▸ **Material provided**
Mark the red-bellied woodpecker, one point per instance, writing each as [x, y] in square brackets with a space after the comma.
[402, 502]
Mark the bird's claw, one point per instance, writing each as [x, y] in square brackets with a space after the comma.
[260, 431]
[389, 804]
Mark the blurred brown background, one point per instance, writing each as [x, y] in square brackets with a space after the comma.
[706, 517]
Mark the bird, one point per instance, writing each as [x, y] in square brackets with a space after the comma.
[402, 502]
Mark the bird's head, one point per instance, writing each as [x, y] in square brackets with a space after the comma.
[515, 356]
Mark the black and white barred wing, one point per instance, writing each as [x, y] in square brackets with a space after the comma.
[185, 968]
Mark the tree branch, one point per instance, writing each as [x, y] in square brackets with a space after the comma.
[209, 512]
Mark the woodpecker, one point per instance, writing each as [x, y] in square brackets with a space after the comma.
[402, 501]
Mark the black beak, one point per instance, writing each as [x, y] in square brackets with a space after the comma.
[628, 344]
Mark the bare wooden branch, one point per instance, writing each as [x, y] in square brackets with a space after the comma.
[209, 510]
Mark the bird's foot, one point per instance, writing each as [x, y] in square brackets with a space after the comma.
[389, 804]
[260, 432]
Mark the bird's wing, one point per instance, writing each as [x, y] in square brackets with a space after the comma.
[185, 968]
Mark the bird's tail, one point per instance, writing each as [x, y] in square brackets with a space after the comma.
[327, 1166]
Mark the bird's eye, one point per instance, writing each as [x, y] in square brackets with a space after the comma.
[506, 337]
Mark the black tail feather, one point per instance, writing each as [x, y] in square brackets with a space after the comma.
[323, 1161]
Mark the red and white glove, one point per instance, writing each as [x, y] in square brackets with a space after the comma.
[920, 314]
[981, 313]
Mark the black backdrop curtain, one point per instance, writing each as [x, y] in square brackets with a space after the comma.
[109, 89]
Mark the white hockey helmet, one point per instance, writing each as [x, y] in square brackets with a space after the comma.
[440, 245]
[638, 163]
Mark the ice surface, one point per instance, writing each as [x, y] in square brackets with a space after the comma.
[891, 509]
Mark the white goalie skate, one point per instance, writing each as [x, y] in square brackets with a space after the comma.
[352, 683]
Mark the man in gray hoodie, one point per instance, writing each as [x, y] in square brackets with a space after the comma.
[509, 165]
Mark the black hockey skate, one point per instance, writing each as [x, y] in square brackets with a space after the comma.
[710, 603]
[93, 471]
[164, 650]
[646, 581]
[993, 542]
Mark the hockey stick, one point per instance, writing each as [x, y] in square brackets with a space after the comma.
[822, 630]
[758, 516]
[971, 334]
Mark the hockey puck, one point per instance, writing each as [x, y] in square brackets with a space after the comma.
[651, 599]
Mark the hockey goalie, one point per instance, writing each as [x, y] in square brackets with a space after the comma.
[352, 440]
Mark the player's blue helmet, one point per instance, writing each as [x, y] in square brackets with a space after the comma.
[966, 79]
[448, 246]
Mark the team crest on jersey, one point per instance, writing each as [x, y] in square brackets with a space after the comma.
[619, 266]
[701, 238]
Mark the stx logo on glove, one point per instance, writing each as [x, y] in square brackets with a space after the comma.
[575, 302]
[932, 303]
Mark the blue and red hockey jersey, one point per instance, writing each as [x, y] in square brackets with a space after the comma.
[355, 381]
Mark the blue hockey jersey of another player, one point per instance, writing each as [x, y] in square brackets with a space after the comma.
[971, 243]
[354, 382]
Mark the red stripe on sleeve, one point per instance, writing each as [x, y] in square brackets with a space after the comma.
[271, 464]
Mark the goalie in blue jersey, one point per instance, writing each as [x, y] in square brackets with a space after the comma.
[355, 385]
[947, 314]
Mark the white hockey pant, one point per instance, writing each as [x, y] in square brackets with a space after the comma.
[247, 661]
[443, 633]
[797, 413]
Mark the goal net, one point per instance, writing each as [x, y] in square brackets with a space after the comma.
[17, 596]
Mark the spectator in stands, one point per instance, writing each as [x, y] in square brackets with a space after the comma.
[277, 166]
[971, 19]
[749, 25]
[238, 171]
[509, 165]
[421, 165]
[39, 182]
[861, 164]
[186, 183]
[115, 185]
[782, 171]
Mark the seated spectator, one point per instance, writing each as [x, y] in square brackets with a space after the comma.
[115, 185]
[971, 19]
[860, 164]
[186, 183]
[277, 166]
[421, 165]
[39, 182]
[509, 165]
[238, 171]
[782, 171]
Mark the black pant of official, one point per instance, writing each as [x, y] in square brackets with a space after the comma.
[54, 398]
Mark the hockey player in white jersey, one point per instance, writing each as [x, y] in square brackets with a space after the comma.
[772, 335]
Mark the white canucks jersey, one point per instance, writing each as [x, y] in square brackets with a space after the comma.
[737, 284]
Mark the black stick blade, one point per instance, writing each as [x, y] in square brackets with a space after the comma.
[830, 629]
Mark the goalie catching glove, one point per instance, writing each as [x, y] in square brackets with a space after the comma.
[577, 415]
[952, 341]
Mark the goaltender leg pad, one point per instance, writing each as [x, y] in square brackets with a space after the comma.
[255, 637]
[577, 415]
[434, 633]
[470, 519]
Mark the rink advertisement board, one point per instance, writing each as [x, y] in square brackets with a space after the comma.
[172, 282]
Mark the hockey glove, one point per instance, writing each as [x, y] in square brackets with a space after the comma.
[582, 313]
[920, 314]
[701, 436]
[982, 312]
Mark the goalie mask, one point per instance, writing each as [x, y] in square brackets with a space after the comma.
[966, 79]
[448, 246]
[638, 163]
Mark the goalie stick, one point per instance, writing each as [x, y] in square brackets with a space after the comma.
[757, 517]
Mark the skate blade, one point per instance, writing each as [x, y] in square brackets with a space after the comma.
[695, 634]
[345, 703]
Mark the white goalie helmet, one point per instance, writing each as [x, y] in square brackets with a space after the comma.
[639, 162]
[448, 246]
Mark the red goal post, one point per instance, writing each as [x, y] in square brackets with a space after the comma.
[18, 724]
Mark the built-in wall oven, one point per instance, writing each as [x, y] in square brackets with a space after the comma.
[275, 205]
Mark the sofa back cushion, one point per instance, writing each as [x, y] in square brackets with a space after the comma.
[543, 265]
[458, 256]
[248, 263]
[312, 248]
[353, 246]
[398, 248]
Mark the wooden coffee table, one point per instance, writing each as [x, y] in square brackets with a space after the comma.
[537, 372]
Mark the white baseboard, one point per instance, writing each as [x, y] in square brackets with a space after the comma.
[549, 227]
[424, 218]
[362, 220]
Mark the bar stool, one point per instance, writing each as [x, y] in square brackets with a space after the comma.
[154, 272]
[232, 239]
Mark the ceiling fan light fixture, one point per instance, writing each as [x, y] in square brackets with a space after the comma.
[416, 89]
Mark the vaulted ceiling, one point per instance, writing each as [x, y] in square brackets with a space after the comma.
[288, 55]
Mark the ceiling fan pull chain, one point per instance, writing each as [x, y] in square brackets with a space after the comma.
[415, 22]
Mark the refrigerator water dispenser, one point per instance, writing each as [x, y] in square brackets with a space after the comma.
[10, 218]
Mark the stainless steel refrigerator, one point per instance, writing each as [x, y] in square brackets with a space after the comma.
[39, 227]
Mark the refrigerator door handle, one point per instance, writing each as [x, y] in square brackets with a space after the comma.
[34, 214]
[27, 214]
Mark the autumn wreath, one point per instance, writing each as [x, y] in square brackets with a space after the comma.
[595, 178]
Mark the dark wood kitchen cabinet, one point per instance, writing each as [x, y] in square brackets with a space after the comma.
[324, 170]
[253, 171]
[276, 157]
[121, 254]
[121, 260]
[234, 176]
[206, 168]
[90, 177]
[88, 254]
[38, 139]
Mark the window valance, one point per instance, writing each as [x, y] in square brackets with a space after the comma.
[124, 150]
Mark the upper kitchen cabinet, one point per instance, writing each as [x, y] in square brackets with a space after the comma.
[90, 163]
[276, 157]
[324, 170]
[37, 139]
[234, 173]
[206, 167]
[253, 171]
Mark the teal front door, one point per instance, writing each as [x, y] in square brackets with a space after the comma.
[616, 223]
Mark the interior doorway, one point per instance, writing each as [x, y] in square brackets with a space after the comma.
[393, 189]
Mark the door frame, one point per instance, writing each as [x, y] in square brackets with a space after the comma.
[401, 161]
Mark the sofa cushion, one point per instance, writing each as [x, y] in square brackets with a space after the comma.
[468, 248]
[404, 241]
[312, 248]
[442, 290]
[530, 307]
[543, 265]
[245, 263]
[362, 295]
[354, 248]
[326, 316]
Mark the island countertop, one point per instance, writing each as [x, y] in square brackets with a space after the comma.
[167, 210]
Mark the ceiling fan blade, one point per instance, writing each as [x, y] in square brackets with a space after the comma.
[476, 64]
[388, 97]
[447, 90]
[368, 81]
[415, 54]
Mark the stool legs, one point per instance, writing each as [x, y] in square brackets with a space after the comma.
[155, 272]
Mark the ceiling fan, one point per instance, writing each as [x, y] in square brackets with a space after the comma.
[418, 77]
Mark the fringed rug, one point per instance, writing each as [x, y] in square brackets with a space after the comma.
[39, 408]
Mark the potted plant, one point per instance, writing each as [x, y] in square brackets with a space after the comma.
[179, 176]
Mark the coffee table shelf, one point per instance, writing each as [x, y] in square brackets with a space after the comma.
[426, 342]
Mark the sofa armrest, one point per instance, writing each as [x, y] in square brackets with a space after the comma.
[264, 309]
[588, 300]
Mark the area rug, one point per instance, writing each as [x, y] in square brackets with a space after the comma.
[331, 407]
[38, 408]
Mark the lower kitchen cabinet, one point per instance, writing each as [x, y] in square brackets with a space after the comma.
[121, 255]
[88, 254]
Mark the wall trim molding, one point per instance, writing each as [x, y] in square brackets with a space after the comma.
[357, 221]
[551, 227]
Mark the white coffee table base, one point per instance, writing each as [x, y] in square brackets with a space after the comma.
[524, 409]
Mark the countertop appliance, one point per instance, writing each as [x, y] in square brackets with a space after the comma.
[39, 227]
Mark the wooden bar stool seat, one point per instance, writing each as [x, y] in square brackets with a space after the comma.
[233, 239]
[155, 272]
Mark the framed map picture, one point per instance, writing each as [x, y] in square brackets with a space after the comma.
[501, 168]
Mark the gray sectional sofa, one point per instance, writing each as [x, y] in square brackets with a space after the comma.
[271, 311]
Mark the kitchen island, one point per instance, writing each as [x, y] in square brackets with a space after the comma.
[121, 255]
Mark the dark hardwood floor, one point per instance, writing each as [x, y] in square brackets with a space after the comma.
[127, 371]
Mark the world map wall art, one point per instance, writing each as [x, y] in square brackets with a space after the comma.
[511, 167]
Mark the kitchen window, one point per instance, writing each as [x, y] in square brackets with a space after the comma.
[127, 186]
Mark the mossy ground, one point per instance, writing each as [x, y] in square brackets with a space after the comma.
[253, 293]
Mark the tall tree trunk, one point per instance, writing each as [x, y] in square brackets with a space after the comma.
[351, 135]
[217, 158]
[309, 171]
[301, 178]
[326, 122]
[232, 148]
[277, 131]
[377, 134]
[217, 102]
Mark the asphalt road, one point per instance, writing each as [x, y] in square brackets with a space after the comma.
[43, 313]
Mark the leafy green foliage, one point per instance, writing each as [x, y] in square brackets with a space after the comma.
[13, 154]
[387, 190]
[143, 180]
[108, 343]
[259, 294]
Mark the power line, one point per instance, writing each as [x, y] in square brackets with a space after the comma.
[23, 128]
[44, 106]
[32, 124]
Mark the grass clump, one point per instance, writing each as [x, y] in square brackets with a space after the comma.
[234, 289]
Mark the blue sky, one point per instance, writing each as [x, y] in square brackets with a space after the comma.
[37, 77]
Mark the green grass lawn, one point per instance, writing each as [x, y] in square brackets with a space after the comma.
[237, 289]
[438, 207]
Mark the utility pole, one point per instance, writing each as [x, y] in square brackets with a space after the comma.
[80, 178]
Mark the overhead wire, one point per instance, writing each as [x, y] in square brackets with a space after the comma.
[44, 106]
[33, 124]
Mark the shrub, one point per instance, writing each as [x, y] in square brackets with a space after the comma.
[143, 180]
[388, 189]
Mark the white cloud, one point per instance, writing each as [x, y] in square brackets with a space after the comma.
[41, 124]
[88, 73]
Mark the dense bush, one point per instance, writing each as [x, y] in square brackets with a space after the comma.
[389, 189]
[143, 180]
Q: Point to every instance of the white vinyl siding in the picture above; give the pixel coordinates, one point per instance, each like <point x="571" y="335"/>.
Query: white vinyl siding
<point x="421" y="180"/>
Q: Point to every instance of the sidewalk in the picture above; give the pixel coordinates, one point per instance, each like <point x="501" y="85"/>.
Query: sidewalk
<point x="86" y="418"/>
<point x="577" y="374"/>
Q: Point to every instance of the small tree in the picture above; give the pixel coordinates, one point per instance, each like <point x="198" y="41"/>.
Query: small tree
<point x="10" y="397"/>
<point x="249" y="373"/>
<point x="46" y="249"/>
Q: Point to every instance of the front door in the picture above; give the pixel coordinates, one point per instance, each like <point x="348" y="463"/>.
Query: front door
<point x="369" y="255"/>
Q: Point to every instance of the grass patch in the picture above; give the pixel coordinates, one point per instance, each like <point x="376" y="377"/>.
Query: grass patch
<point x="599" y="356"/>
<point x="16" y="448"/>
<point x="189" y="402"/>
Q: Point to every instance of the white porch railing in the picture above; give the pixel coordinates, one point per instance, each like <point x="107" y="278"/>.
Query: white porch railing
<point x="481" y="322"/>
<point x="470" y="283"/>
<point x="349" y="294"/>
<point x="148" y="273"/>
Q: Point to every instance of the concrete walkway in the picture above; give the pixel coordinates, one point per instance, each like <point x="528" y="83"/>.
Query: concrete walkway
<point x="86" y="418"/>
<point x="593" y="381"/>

▸ **Work item**
Reproduce every line of the material above that has the string "coordinates".

▸ **The completed task**
Q: Point to every instance of the white vinyl siding in the picture above; give the pixel coordinates, one point per instance, each like <point x="571" y="335"/>.
Q: Point to every instance of the sidewalk in the picture above; give the pixel coordinates, one point per instance, each like <point x="501" y="85"/>.
Q: Point to every instance of the small tree in the picture above; give the pixel coordinates, one point per instance, each like <point x="198" y="41"/>.
Q: Point to every instance of the front door in the picture above; give the pixel coordinates, one point per instance, each like <point x="348" y="463"/>.
Q: Point to every instance of the grass patch in the picture above; give the pixel coordinates, one point per instance, each like <point x="376" y="377"/>.
Q: Point to every instance of the white porch railing in the picture above; give the pixel coordinates, one point per instance, each like <point x="107" y="278"/>.
Q: Point to every instance of the concrete walkway in the picture above; give the pixel coordinates, one point per instance, each like <point x="528" y="83"/>.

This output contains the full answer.